### WHAT YOU ARE ASKED TO DO
Please restate the following records word for word.

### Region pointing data

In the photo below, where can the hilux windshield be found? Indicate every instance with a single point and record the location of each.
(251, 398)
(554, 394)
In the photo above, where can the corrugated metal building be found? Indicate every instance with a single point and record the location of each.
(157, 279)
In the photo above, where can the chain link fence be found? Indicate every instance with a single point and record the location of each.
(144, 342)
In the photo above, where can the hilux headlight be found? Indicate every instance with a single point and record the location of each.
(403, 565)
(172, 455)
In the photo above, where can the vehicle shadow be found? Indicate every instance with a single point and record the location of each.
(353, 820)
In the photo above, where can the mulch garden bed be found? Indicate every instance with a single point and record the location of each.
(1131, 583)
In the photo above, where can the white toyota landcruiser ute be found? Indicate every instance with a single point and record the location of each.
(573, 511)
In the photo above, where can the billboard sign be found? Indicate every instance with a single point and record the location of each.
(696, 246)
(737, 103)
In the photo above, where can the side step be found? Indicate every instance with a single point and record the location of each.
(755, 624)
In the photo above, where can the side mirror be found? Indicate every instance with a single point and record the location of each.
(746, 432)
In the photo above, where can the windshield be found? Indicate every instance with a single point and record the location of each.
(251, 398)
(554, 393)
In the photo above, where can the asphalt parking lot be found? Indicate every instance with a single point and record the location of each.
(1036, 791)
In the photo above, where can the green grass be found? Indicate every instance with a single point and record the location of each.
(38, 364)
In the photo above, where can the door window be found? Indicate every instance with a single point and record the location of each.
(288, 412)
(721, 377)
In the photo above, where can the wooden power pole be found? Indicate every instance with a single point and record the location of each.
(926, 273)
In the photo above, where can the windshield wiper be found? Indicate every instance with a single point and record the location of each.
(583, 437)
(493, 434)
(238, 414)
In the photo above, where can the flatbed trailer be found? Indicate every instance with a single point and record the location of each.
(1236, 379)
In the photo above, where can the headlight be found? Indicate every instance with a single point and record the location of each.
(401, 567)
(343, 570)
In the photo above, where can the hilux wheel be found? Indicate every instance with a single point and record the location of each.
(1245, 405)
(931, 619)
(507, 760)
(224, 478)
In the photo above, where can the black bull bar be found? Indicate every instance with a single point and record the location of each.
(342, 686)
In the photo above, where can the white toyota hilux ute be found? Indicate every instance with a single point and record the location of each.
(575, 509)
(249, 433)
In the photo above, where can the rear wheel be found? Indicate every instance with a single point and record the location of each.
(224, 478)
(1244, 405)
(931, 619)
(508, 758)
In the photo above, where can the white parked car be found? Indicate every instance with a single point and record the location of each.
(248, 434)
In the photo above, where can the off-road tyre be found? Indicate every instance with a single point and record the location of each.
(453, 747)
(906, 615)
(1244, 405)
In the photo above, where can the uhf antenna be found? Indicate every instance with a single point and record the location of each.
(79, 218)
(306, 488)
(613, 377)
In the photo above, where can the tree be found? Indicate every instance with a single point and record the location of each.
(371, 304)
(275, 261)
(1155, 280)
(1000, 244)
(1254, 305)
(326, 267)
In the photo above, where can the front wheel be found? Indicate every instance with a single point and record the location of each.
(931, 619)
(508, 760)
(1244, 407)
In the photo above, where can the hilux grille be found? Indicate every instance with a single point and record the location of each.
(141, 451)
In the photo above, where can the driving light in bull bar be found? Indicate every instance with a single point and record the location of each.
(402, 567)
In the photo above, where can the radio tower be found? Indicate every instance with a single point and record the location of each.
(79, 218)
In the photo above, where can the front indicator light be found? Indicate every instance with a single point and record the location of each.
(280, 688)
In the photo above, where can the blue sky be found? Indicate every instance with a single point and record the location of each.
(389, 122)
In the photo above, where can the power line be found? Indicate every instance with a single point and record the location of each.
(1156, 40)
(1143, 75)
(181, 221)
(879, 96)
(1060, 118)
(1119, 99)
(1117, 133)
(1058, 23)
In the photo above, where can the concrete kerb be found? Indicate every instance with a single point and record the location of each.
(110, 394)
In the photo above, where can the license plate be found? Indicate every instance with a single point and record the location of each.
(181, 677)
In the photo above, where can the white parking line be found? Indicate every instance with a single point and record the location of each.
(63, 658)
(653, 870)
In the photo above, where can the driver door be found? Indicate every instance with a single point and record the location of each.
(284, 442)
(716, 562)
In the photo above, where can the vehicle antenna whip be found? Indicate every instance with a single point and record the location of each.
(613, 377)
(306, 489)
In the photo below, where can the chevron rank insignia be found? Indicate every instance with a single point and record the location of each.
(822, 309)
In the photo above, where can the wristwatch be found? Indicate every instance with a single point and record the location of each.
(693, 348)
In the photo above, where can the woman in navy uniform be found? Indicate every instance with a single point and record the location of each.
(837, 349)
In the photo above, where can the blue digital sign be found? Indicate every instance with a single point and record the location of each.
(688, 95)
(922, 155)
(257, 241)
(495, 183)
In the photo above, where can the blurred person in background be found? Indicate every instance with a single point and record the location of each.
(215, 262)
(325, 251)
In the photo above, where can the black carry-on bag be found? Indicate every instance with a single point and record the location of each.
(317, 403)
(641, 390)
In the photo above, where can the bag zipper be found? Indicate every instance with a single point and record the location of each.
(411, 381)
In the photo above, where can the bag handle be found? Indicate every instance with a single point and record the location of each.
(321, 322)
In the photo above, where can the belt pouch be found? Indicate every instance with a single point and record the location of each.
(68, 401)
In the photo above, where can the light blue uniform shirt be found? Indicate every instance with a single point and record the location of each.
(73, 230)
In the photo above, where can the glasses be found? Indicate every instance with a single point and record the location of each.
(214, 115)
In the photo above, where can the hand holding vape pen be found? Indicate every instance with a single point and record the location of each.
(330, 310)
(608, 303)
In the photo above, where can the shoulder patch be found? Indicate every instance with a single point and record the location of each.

### OUTPUT BELOW
In the photo below, where can the hilux windshield be found? Indicate every instance with a single point and record the location of each.
(251, 398)
(554, 394)
In the photo above, where can the corrugated metal building be found? Indicate every instance with a single point and record the location of each.
(157, 279)
In the photo above, where can the chain link fence be found? Indicate every instance with a single point and record the location of each.
(144, 342)
In the photo above, where can the hilux headlight be found? Indicate every instance with a single point and record the location of each.
(403, 565)
(172, 455)
In the photo above, where can the vehicle shadow be found? Indicate every instance with a single point and record the location of each.
(353, 820)
In the photo above, where can the mulch garden bed be found? Indicate every instance with a single point and record the location of each.
(1131, 583)
In the photo above, where can the white toyota landcruiser ute be found? Indicate every instance with a single point and record the location of each.
(573, 511)
In the photo above, where can the billboard sign be found? Indicate every instance with a single point and record the location of each.
(696, 246)
(737, 103)
In the photo above, where can the side step be found? Indicate every instance with a single point and record the location of each.
(755, 624)
In the photo above, where can the side mirror be found? Indicate every instance with a single point and record the location of each.
(746, 432)
In the photo above, where can the windshield be found? Indicate every instance with a single point and record the location of each.
(251, 398)
(554, 393)
In the photo above, where can the asphalt parking lot be found? Indicate every instance with a single point and record the location of each.
(1036, 791)
In the photo above, where can the green grass be found? Indicate every instance with a single point and record the location of each.
(38, 364)
In the photo above, where can the door window be found? Indicate every instance with a single point and record the location of each.
(288, 412)
(721, 377)
In the photo above, where can the wooden power pole be found? Indicate every instance with a single point and record the location of each.
(926, 273)
In the photo above, where can the windshield wiper be found? Indicate every instance with a single point and record the location of each.
(583, 437)
(493, 434)
(238, 414)
In the photo above, where can the flatbed trailer be found? Indicate every instance with a single point and record the location of each.
(1236, 379)
In the photo above, where can the headlight be found? Indicate every instance with a single point and record the location of each.
(401, 567)
(343, 570)
In the photo above, where can the hilux wheel be found? Indicate every instance with a single point and record the location of each.
(1245, 405)
(931, 619)
(507, 760)
(224, 478)
In the photo above, where can the black bull bar be found? Indicate every instance with a single point and record the location of each.
(342, 686)
In the photo above, where can the white toyota hilux ute be found? Indicate every instance with a single point and record the location of each.
(575, 509)
(249, 433)
In the photo above, where can the rear wheel be found? Indicate every instance with a single point and record the location of each.
(224, 478)
(1244, 405)
(931, 619)
(508, 758)
In the photo above, where can the white parked car be found? Indicate every instance with a single point and record the location of each.
(248, 434)
In the photo above, where can the off-road tyre be found? Indicate every instance with a single point and record the location of each.
(453, 747)
(906, 615)
(1244, 405)
In the photo above, where can the uhf antenna be found? Indicate every instance with a single point and record the location of each.
(79, 218)
(306, 488)
(613, 377)
In the photo above, where can the tree be found? Indicate every instance with a single point and record the location of each.
(371, 304)
(275, 261)
(1155, 280)
(1000, 244)
(1254, 305)
(326, 267)
In the photo above, where can the front wheel be found? Indicate every instance with a single point and record the location of each.
(931, 619)
(508, 760)
(1244, 407)
In the photo above, where can the hilux grille be found? Indicate every instance with a single point and record the location of each.
(141, 451)
In the photo above, where can the driving light in bull bar be found? Indicate every instance with a single point and record the location of each.
(402, 567)
In the photo above, where can the radio tower be found? Indicate every instance with a single point and record the location of each.
(79, 218)
In the photo above, where can the front indicator light be found? Indicate every instance with a single point and record the location of each.
(280, 688)
In the photo above, where can the blue sky be found? Indicate every instance with a single point and record the location of each.
(389, 122)
In the photo above, where can the power line be found? Indicate every instance with a single point and record the location of each.
(1156, 40)
(1143, 75)
(181, 221)
(879, 96)
(1060, 118)
(1119, 99)
(1117, 133)
(1058, 23)
In the photo above, where can the concrete kerb be found? Indicate every instance with a single point and record the location of each.
(110, 394)
In the photo above, where can the license plate be found? Indicate every instance with a single point and record the location of each.
(181, 677)
In the photo above, where can the white parking line be found? Indicate every instance with a single point and record the location of each.
(63, 658)
(653, 870)
In the photo above, where can the driver door be found? Indicate every instance with a single point and record the location of each.
(284, 442)
(716, 562)
In the photo above, where can the vehicle antenna whip be found? Indicate every instance with a single point and record the location of each.
(613, 377)
(306, 489)
In the photo below, where can the chevron rank insignia be found? Indicate every instance with a single point and record the location of each.
(822, 309)
In the photo above, where can the wristwatch be found? Indicate every instance with a single point and record the location of each.
(693, 348)
In the photo above, where can the woman in navy uniform be found? Indicate every instance with a single point and record the location of each.
(837, 349)
In the photo above, where can the blue digital sign be found? Indicate every instance with a single point and record the location of each.
(688, 95)
(922, 155)
(257, 241)
(495, 183)
In the photo above, where can the blurred person in background be found? Indicate every instance with a single point and record the location of each.
(215, 262)
(325, 251)
In the photo above, where can the black carry-on bag be found? Indicate every instance with a single point and record the location of each.
(317, 403)
(641, 390)
In the photo above, where can the bag zipper be found? Indicate every instance with a single point and record the location of each.
(411, 381)
In the photo above, where can the bag handle be found? Indicate every instance with a single point and record the location of each.
(321, 322)
In the photo above, where can the belt pouch be found? Indicate every instance with a single point and record the location of each.
(68, 401)
In the photo above, where can the light blue uniform shirt be found? Indicate every instance with a single point and record the location of each.
(73, 230)
In the photo above, where can the glasses be found? Indicate every instance with a single point and record the location of each.
(214, 115)
In the photo above, where can the hand holding vape pen be found? Indicate every instance with a single point and record the location of each.
(330, 310)
(608, 303)
In the photo above, where can the shoulder patch be found? Indicate every instance with a single point and record the location of each.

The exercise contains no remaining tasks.